- RECORDS TO USE
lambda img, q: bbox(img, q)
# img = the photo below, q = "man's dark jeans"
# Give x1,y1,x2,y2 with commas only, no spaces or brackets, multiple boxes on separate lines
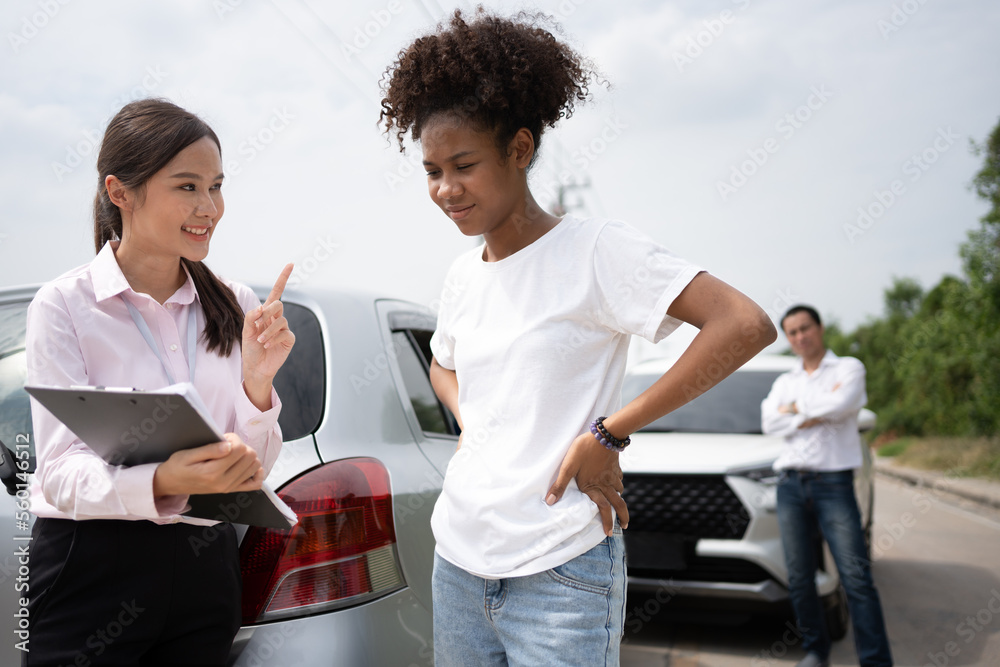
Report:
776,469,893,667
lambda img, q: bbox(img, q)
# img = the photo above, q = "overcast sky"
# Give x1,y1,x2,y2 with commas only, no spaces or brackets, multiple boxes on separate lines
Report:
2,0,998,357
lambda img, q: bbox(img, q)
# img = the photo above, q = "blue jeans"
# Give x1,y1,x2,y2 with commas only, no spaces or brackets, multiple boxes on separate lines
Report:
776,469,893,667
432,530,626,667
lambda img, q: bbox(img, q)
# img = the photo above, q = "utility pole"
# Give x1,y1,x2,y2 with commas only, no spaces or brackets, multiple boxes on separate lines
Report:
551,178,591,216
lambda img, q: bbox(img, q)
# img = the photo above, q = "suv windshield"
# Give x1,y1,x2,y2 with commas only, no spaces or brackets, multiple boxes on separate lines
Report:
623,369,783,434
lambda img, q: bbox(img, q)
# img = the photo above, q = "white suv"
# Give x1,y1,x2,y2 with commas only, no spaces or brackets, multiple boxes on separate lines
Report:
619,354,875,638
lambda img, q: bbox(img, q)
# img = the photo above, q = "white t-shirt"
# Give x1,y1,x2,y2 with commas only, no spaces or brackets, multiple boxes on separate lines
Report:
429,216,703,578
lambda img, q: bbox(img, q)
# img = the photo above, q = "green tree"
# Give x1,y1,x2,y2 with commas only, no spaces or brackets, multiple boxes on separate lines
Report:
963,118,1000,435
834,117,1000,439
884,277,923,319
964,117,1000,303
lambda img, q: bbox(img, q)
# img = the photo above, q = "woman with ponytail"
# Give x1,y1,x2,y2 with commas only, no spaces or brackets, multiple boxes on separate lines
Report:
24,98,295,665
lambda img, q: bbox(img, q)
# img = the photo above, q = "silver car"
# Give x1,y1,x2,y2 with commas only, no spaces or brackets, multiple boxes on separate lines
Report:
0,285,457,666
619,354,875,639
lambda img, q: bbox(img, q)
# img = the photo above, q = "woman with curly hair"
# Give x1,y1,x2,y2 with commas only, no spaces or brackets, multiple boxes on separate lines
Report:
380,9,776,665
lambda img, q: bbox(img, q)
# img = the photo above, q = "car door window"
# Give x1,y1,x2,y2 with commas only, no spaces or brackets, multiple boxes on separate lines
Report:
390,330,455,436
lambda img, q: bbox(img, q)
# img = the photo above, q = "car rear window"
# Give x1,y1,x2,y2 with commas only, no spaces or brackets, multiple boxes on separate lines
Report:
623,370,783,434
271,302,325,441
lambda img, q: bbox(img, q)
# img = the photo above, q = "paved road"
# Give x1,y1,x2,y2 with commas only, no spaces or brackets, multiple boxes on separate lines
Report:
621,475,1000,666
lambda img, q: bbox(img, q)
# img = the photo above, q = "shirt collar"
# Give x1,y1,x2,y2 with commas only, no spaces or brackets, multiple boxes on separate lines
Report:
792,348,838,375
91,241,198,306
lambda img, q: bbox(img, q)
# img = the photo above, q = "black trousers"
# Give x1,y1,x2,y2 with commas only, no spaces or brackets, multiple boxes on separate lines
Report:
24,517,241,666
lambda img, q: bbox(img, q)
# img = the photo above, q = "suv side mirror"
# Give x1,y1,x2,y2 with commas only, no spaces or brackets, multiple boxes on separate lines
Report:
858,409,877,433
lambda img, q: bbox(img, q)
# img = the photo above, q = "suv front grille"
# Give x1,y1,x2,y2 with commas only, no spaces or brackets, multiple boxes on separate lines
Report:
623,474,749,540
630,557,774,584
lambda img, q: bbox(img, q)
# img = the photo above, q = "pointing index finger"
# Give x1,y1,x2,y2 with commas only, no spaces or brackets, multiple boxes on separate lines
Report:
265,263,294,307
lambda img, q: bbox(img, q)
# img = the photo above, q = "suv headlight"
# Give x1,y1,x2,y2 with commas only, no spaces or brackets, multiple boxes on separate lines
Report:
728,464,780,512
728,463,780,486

- WHAT YOU HAVE TO DO
From the first line to the last, output the data exactly; skip any pictures.

- WRITTEN REPLY
lambda img, q: bbox(img, q)
# img = the photo below, q = "man's dark jeans"
# Give x1,y1,x2,y2 with commas only, no spaces or brackets, multiple boxes on separate lines
Report:
776,469,893,667
lambda img, q: bbox(img, q)
# img = the photo above, q = "overcast sky"
# Give x1,y1,x2,y2 with commas only, no spaces or brackets, multiple boxes on separate lines
Report:
2,0,998,357
lambda img, q: bbox(img, q)
# img = the photo above, q = "blue jeans"
# Give x1,y1,x2,y2 with commas only, no spaces or brackets, multiple boxes on separate lines
Report:
776,469,893,667
432,530,626,667
lambda img, q: bbox(img, q)
# img = the photo above, q = "utility pole"
# Give x1,y1,x2,y2 with commas only, no spaces or brackets, multiple boxes on separate lines
Report:
551,178,591,216
lambda img, q: bbox(img, q)
# img = the photo above, q = "suv windshield"
# Give x1,y1,x2,y2 with commas only, no spaces or brackets, multiple boxes on separate lines
Report:
623,369,783,434
lambda img, q: bbox(img, q)
# img = the photo above, q = "white suv"
# Give x1,y1,x2,y2 with commas only, no spaces or brackets, multiple boxes on separate lines
Report:
619,354,875,638
lambda img, q: bbox(img, q)
# img = the photo above, q = "white t-shirt"
# Give x1,y1,x2,y2 with commas only, no spaces or brackets, multiple boxes on separate lines
Report:
429,216,703,578
lambda img, q: bbox(img, q)
# img = the photo above, q = "green tree"
# Give x1,y1,x2,y2 with commas only, no spaces or brackets, multiple boxes on separate lines
Report:
963,118,1000,435
834,117,1000,439
884,277,923,319
964,117,1000,303
lambda img, q: bbox(img, q)
# img = the photo above, q = "woman with ponytail"
# Give x1,y1,x2,y2 with commas only, no spaces or brackets, multiple boxes on separate lines
Report:
24,98,295,665
lambda img, q: bbox(img, q)
# img = the photo above, q = "silver car"
# Give x1,y1,x2,y2 with commas only, no spaces or brackets, multiple boxes on separate lines
Report:
0,285,457,666
619,354,875,639
lambda img, q: bbox(img, q)
# img = the photo above, q = "woman with curly hair"
# Give x1,y1,x2,y2 with commas only, no spaces or brackets, multiple boxes on separate lines
Report:
380,9,776,665
lambda img, q: bbox(img, q)
# img = the photo above, q = "car door window"
# Give x1,y1,x2,y2 with commas only, no spaces or brackets, multiple boxes on separate lines
Report:
390,330,455,436
lambda img, q: bbox(img, q)
# img = the photo above, q = "car rear window"
# Give x1,y1,x2,y2 with commas only, no spaces or brackets, multiple boxes on separate lines
Report:
623,370,783,434
271,302,325,441
lambda img, q: bbox(img, q)
# img = the photo above, q = "paved road"
# Give x1,y1,x2,y2 with commas only, no spaces or brackets, multiple boxes on separate lines
Report:
621,475,1000,666
lambda img, q: bbox(img, q)
# img = the photo above, q = "shirt collar"
# Give x1,y1,x2,y2 with commas only, no spaces or brackets, multiple boxes on separate lines
Report:
792,348,838,375
91,241,198,306
lambda img, q: bbox(img, q)
# img = the photo above, q = "black trousers"
# Give x1,y1,x2,y2 with commas only, no spaces or brackets, multiple boxes on separate lines
Report:
24,517,241,666
lambda img, q: bbox(img, q)
# img = the photo above, q = "suv side mirror"
# Give x1,y1,x2,y2 with commas only, no spaces or brackets, multiple boxes on separate lines
Report:
858,409,877,433
lambda img, q: bbox(img, q)
# img = the photo above, q = "suv front grille"
# Give x1,y1,x2,y2 with commas only, no spaces or brackets, multiple boxes on separate lines
Report:
623,474,749,540
630,557,774,584
lambda img, q: bbox(img, q)
# img = the photo above, q = "pointing index finger"
# Give x1,y1,x2,y2 with commas only, no spaces or brackets, multiple boxes on separate lines
Report:
265,263,294,307
lambda img, q: bbox(img, q)
# img = the photo above, q = "suv headlight"
# Give x1,y1,x2,y2 with commas only, no spaces or brackets, multiple boxes on separate lines
Report:
728,464,780,512
728,463,780,486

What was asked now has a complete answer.